What this task involves
The entries below are to be transcribed in full, without their images.

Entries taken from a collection
● ● ●

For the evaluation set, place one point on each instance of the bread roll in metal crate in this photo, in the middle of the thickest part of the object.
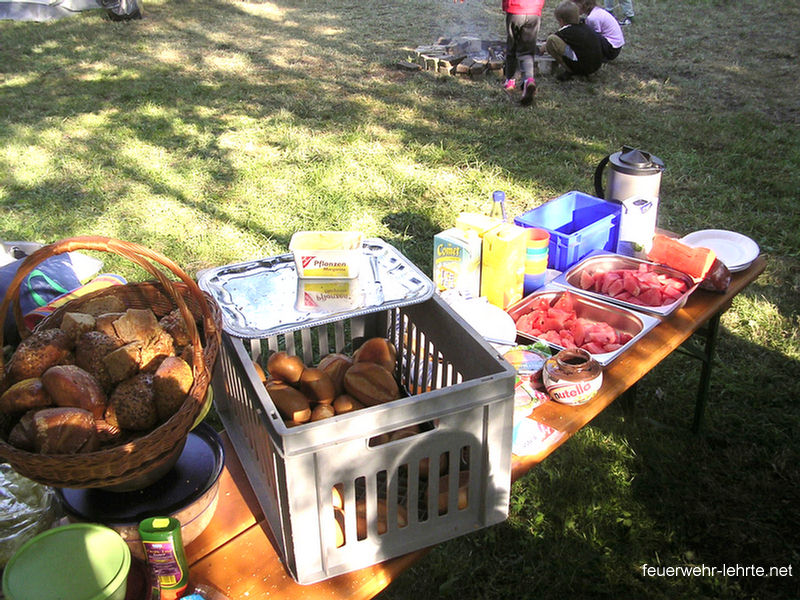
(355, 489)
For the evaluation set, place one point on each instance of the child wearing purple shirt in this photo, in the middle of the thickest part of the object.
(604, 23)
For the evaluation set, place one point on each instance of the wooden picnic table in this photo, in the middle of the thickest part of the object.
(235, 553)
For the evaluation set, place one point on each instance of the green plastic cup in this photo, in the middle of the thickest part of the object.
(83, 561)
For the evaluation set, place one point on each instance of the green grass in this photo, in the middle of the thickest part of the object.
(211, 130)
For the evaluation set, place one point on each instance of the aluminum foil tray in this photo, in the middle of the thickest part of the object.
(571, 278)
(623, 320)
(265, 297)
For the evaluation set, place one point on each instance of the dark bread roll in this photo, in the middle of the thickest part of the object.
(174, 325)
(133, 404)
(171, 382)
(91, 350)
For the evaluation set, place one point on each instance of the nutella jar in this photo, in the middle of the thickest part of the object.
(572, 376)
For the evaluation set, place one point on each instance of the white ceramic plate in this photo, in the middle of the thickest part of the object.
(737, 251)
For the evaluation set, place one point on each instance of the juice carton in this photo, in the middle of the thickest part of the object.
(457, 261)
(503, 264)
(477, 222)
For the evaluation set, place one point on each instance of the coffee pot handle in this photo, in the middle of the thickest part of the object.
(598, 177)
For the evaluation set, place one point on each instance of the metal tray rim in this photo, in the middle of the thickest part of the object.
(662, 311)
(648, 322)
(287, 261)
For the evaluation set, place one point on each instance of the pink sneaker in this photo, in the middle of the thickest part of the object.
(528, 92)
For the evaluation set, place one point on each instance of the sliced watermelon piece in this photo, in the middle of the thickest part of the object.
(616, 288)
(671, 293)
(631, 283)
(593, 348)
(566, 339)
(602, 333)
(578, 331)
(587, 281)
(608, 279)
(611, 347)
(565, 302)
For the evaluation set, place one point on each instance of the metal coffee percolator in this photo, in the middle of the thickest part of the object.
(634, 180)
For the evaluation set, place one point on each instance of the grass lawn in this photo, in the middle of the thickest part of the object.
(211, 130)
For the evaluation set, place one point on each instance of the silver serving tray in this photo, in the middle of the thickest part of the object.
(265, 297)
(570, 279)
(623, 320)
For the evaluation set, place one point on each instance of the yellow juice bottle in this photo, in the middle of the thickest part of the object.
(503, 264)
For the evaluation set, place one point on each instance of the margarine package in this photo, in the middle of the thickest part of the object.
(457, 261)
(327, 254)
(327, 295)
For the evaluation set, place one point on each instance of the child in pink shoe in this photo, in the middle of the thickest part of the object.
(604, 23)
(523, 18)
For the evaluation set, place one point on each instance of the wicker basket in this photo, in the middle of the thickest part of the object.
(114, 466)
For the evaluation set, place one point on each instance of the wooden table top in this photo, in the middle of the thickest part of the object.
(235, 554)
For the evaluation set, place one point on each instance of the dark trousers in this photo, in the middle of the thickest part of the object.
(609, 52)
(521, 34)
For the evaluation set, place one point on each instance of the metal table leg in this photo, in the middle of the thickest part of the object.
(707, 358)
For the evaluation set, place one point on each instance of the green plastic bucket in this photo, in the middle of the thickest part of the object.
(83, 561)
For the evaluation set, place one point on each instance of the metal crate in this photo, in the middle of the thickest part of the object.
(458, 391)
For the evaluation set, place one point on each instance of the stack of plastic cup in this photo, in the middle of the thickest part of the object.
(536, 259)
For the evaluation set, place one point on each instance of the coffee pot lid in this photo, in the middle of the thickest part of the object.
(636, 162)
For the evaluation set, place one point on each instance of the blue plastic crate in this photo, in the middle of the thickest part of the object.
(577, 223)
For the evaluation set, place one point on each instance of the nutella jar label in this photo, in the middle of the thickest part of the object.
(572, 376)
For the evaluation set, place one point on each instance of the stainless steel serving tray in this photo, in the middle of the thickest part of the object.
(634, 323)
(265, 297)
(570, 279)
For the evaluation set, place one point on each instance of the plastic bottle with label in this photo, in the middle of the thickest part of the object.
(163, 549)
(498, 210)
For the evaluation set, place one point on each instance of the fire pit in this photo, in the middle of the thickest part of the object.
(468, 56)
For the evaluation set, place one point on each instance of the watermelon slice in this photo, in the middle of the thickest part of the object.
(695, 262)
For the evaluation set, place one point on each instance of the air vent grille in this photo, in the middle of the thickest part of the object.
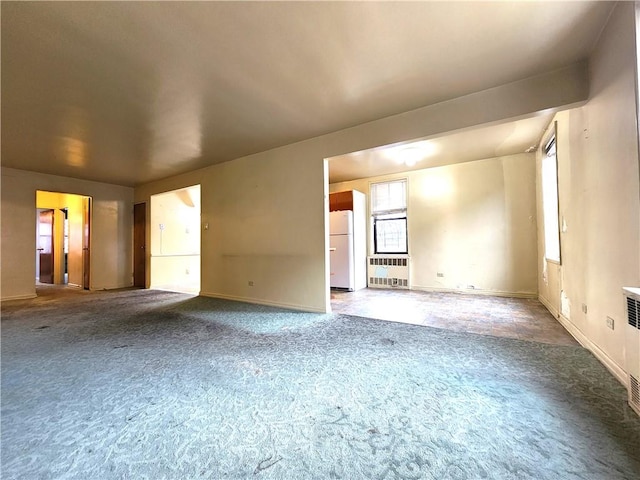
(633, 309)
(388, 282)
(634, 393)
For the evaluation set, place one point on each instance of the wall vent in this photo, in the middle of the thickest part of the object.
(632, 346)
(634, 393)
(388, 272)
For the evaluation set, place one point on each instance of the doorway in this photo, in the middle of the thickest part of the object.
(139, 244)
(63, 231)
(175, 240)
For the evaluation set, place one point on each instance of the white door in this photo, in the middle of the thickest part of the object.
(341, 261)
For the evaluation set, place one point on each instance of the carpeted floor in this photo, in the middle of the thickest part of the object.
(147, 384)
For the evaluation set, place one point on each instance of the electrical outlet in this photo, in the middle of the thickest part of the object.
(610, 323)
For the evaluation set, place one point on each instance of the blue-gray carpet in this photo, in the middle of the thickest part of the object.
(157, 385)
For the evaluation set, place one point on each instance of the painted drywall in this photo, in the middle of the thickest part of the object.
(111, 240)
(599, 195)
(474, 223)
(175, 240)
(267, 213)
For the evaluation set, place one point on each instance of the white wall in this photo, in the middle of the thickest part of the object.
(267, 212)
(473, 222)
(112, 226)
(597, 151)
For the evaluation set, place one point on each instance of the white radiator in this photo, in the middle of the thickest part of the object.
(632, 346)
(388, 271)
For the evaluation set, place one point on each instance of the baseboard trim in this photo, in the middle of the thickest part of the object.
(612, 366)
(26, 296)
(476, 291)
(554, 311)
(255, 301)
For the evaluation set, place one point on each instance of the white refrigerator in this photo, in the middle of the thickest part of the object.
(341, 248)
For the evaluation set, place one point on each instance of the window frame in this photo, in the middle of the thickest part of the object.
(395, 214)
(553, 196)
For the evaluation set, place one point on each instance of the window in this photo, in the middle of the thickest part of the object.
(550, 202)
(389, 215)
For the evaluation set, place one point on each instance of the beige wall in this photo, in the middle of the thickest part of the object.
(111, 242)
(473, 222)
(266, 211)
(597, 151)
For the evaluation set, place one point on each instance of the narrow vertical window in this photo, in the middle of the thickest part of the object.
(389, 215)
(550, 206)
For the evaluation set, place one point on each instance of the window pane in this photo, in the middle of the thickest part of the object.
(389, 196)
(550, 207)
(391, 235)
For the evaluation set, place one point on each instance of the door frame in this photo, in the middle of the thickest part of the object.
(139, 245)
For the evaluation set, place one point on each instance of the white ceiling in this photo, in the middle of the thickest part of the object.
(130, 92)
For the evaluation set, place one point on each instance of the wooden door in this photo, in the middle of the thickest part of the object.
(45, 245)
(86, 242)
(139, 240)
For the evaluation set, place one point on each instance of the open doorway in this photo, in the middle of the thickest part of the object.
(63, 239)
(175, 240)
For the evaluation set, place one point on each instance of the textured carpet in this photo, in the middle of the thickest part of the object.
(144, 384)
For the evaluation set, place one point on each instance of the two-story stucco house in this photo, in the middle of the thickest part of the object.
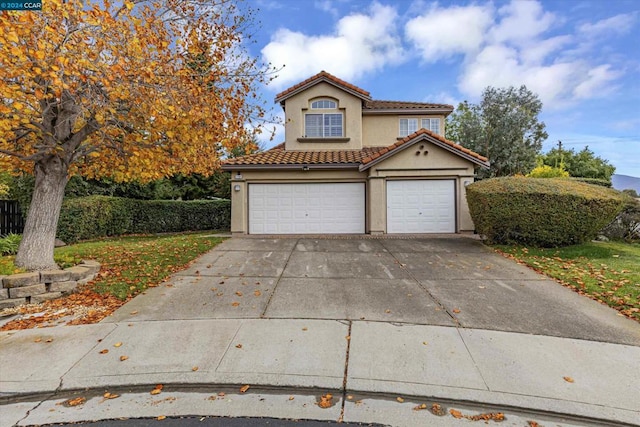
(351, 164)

● ● ●

Complete output
For the evaluation set, place one point on each instance of the bread roll in metal crate in this photo, in the middle of the thickest part of the object.
(355, 489)
For the evaluation set, place one point on each instance of the child wearing purple shirt in this photo, in the middle of the thickest part of the object.
(604, 23)
For the evaluation set, place one point on each instance of the wooden picnic table in this photo, in the middle of the thickest part of the object.
(235, 553)
For the evaluation set, place one point on each instance of the green plastic cup in this photo, in the middle of the thickest part of the object.
(83, 561)
For the evaluation set, place one point on each instance of the green grass in this photo, in the middle of the thickest part of the object.
(211, 130)
For the evaluation set, place one point on each instance of the aluminum foil tray in this photo, in the middle of the thickest part of the object.
(571, 278)
(623, 320)
(265, 297)
For the evaluation set, place one point on each instance of the dark bread roll in this photo, in the middle of the thickest part of the object.
(174, 325)
(133, 404)
(171, 382)
(91, 350)
For the evaluation set, place one point on each instance of the nutella jar in this photo, in the middle of the thickest part of the object.
(572, 376)
For the evaluation set, place one point on each instance of the white ceramic plate in this photo, in the middle of the thickest part of the object.
(737, 251)
For the evaluation set, place one point on each instance of the juice carton in this photo, in the middle of the thickest part of the object.
(457, 261)
(503, 264)
(477, 222)
For the evaluation set, place one point on each instance of the coffee pot handle in this photo, in the middle of the thickest part of the object.
(598, 177)
For the evaluation set, place one point on each instance of the metal tray rim in this photo, in the middle of the thickest part of the object.
(662, 311)
(648, 322)
(287, 261)
For the evaluation set, place one point on each instance of the pink sneaker in this photo, in the middle of the thickest part of the object.
(528, 92)
For the evaluation set, place one point on each instance of the sliced watermelon piece in this photo, in the middle of the thickest part of the object.
(616, 288)
(671, 293)
(631, 283)
(593, 348)
(566, 339)
(602, 333)
(578, 331)
(587, 281)
(608, 279)
(611, 347)
(565, 302)
For the evaluation set, place one point on each instance of the metal coffee percolator in this photo, in the middle of the thickest part of the object.
(634, 180)
For the evaluation set, place one point on each instance of the grass lawn in this photo, in the middle of the thickest part of the object.
(211, 130)
For the evaluation set, place one point on each instance of the silver serving tray in this photo, in the middle of the thickest part of the object.
(265, 297)
(570, 279)
(623, 320)
For the evaluation set, place one point on each instance of the yellow juice bottle in this photo, in the middle of the thickest part of the object.
(503, 264)
For the evaluation set, place one point on each instance of the margarine package in this photo, in the middle of the thickest part of the object.
(457, 261)
(327, 254)
(327, 295)
For the evaluation set, place one point on each instance of the child in pink shoe in this photo, in the middle of the thickest part of the object.
(604, 23)
(523, 18)
For the evaluation set, place one point on each instance of the wicker basket in this photo, in the middle of the thickest part of the object.
(114, 466)
For the evaluation set, place one point on each instance of the wooden table top in this photo, in the middle of the thickest part of the object.
(235, 554)
For the evaluation set, place one point on each instance of the dark trousers in this photo, in the middle of the thickest part of the object.
(609, 52)
(521, 34)
For the evaluation set, place one point on each instance of the metal table leg in this photo, in the middle of the thickest part of the object.
(707, 358)
For the evaluation set, place one point on each instance of the green plastic bucket in this photo, in the middle of the thickest part of the object.
(83, 561)
For the evaluation set, place one point on each instance of the metal crate in this photo, in the middle of the thickest part of the object.
(458, 391)
For the evaluation set, place one point on each instance of the stack of plastic cup in this photo, in the middle of the thickest part of the object.
(536, 259)
For the evaluation set, place one point on each instance of the coffee pot lid in this photo, in the middle of the thickest part of the object.
(636, 162)
For the evaluation set, place one point on each instance of the blue plastic crate in this photo, in the middle of the thickest part of the object.
(577, 223)
For the evaluation set, place one point on each instance of the nutella jar label in this photo, in the middle of the thickest part of the object.
(572, 376)
For the evaluation set, place one point on each instance of the stainless steel serving tray in this photo, in the middle of the thickest part of the object.
(634, 323)
(265, 297)
(570, 279)
For the evaluation set, place one point on each instance of the plastic bottle with label in this photo, in the middle of the thickest part of the object.
(163, 549)
(498, 210)
For the evaluation set, place one point on each instance of the fire pit in this photo, in the middle of the thickest part of the object.
(468, 56)
For the evaluation set, place one point on each instance of the watermelon slice in this photo, in the middle of the thickest part of the object.
(695, 262)
For the evaluation set, place one point on each instance of the air vent grille in this photo, in the middle of the thickest part of the object.
(633, 309)
(388, 282)
(634, 393)
For the evaluation set, place one point on each instance of the wall vent in this photo, in the middle of the thickest part of the object.
(632, 346)
(634, 393)
(388, 272)
For the evaluation set, place one point on each instance of the doorway in this photo, in the middle of the thickest part of the object.
(139, 244)
(63, 231)
(175, 240)
For the evaluation set, place one point on each instance of the white door in this photo, in the middle of the thickest part of the object.
(341, 261)
For the evaluation set, place one point on each instance of the carpeted floor in this photo, in the middle of the thickest part of the object.
(147, 384)
For the evaluation set, place one point on each instance of the electrical outlet in this photo, in the middle of the thickest part of the object.
(610, 323)
For the evaluation set, place one point on each instance of the blue-gray carpet in this photo, in the middle of the thickest part of the object.
(157, 385)
For the evaluation set, place one point on each instance of the painted drywall in this photo, in the middle of the thickest part of the object.
(111, 240)
(599, 195)
(474, 223)
(175, 240)
(267, 213)
For the evaluation set, place one point on each instance of the white wall in this photo, in the middle of the thickest part of the object.
(267, 212)
(473, 222)
(112, 226)
(597, 151)
For the evaluation set, place one point on each instance of the white radiator in this photo, in the middle of the thickest part of the object.
(632, 346)
(388, 271)
For the evaluation set, place one point on each instance of the baseboard trim in this photo, in the middle of the thickest part of the object.
(612, 366)
(26, 296)
(476, 291)
(554, 311)
(255, 301)
For the evaluation set, place one point on each instance of the white refrigerator in this photo, in the middle of the thickest part of the object.
(341, 248)
For the evaluation set, place one point on each instance of the window frame in this photo, in the middle of the thickest part of the object.
(395, 214)
(553, 196)
For the evaluation set, place one point on each instance of the window in this photo, in the middle of the thickest part of the object.
(550, 202)
(389, 215)
For the evaluation set, place one point on each instance of the beige wall in this photo, in the middle of the thickest part of the object.
(111, 242)
(473, 222)
(266, 211)
(597, 151)
For the evaluation set, place one point on each instance of the narrow vertical window in this photo, in the middle of the thickest part of the object.
(389, 215)
(550, 206)
For the evaluation set, place one point on each instance of the window pane in this photo, in the middle of the thickest part of the object.
(389, 196)
(550, 207)
(391, 235)
For the evaluation set, place one point on each instance of the door frame in this photo, in the middle of the thickest part of the object.
(139, 245)
For the evaluation set, place one point on each instance of the white ceiling in this photo, in the middle of the thickest part of the object.
(130, 92)
For the evaluation set, place one point on each instance of the wooden door in this photo, in the middle of the thickest part of the object.
(45, 245)
(86, 242)
(139, 240)
For the evaluation set, place one point on each instance of the open doorway in this photo, in the middle of the thickest part of the object.
(63, 239)
(175, 240)
For the evaluation set, place one point on each instance of the textured carpet in this photo, in the middle of the thickest part of the object.
(144, 384)
For the evaluation set, place one point on each instance of the two-story stucco house in this photo, in the middle of the thickest part of the object.
(351, 164)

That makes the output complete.